◆ QUOTED PASSAGE ◆
I was friends with a woman who was the assistant to the respected Harvard psychologist and professor, Dr. Robert Coles. During a visit to his office she told me he had begun research for a book on the White working class. He and I met briefly in his outer office and we talked about the work in Dorchester. He was interested and it seemed to fit in with his interests at the time. I asked if he would see Smitty, explaining the situation. He agreed to see him the following weekend.

I drove Smitty to Concord, a few miles and a world away from Dorchester.

On the way Smitty asked, “So who is this guy?”

What could I tell Smitty? “He’s one of the best shrinks in the country. If he can’t get you out of the Marines on a Section 8, no one can,” I said.

Coles had gained notoriety, while in the Air Force, when he interviewed the young Ruby Bridges, one of the first African American children to integrate the public schools in New Orleans. Coles’s work with Bridges and her family led him to write for Atlantic Monthly and, with subsequent studies of children in crisis situations, he won the Pulitzer Prize.

Coles’s cherished vintage Porsche was in the driveway. The old restored pearl grey farmhouse was set back on an acre or more of gardens and trees, screened from the road. The doctor’s wife, tall, fit and finely boned, the cream of Boston’s elite, greeted us cordially and offered a drink. The doctor took Smitty into his office and an hour later Smitty held the document we hoped would release him from the Marines.

As we drove back to Dorchester I said, “You know this will be on your record for the rest of your life. Are you sure you want to do this?”

“I gotta get out,” he said.

The next Monday we drove to the submarine base in Groton, Connecticut where Navy doctors would examine the documents and determine whether to recommend Smitty for a Section 8 psychiatric discharge. We handed the documents to the young docs. They examined the papers and their eyes widened as they saw the signature.

◆ LISTED RECORDS ◆

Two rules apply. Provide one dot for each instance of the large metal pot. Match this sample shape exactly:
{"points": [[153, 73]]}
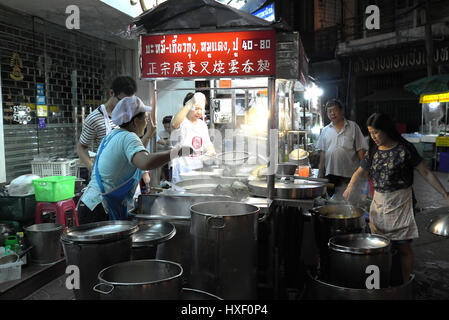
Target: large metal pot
{"points": [[5, 231], [320, 290], [45, 240], [332, 220], [176, 210], [149, 236], [224, 248], [141, 280], [350, 255], [94, 246], [339, 219], [301, 189]]}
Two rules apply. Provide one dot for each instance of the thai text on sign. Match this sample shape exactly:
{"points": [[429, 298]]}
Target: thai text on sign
{"points": [[224, 54]]}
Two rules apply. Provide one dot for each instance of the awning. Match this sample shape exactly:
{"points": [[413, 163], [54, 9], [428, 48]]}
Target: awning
{"points": [[392, 94], [175, 15], [429, 85]]}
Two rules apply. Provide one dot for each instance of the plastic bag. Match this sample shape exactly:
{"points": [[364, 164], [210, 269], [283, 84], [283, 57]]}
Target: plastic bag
{"points": [[22, 185]]}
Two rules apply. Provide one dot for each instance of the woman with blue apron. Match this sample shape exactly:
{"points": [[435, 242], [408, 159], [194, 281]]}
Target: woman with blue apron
{"points": [[118, 166]]}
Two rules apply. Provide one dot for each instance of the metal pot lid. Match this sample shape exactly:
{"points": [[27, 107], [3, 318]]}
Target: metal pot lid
{"points": [[100, 231], [359, 243], [439, 226], [44, 227], [223, 208], [153, 233], [9, 258], [299, 184], [338, 211]]}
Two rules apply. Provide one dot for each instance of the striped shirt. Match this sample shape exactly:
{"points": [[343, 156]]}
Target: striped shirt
{"points": [[94, 130]]}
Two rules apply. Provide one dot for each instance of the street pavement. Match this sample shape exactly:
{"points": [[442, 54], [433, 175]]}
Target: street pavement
{"points": [[431, 252]]}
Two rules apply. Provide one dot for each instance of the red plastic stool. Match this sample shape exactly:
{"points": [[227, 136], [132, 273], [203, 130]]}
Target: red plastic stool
{"points": [[60, 208]]}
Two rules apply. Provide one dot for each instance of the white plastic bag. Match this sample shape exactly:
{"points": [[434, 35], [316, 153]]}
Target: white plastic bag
{"points": [[22, 185]]}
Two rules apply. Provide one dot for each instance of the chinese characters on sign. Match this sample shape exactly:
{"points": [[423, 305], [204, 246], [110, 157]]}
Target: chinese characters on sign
{"points": [[224, 54]]}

◆ EXERCISE SET ◆
(1) List every person identified by name in the passage above about Smitty and Dr. Coles.
(2) Please extend the passage about Smitty and Dr. Coles by a few paragraphs, picking up after its final sentence.

◆ ANSWERS BY TASK ◆
(1) Dr. Robert Coles, Smitty, Ruby Bridges

(2)
“Is this ‘The’ Robert Coles,” they asked?

“The one and only,” I responded with a smile on my face.

The young professionals handled the document as if it were a sacred scroll. I bet they all copied it for their personal files. He was diagnosed by one of America’s foremost and respected child psychiatrists as “suicidal and homicidal.”

Smitty was out. Released from the Marines and homeless, we took him in.

From the beginning Smitty was a challenge to the six of us. He returned to the house later and later, usually drunk. He refused to participate in our weekly house meetings. He did not share any responsibilities to cook or clean or contribute to the heat and the rent. He wouldn’t talk with any of us or seek help. One night he arrived home late, probably drunk, and started a fire on the floor of the front room. We awoke with the smell of smoke. After we put out the fire, opened the windows and aired out the building, we confronted him. He brandished an ax and took a chunk out of my oak bureau.

I staggered into the kitchen the next morning. I had slept restlessly, with one ear open, for fear that Smitty might do something else to endanger us during the night. I made coffee. I felt responsible for endangering our lives. Smitty would have to leave.

I was alone in the apartment when Smitty came into the kitchen. I think he left the house after the fire and was only now returning. He was drunk.

“Smitty,” I said, “that fire could have killed us.”

“F*** you,” was his reply.

“F*** you too, you a**hole,” I yelled.

He grabbed me and we wrestled. I was bigger, and still fit from years of high school football and a love of hiking. He was probably still stewed. I pushed him to the window and held him halfway out twenty feet above the alley. I seriously thought of dropping him. We continued to holler at each other. Smitty cursed and screamed. I couldn’t do it. I couldn’t actually let him go. I lifted and released him so he was able to get back into the room. He grabbed my throat and, as I began to lose consciousness, David and Lew showed up and pulled him off. He was gone that day.

We heard stories of Smitty after that. Someone honked a horn at him as he was stopped at a light. He got out of the car with a hammer and broke the person’s windshield. We didn’t hear much more.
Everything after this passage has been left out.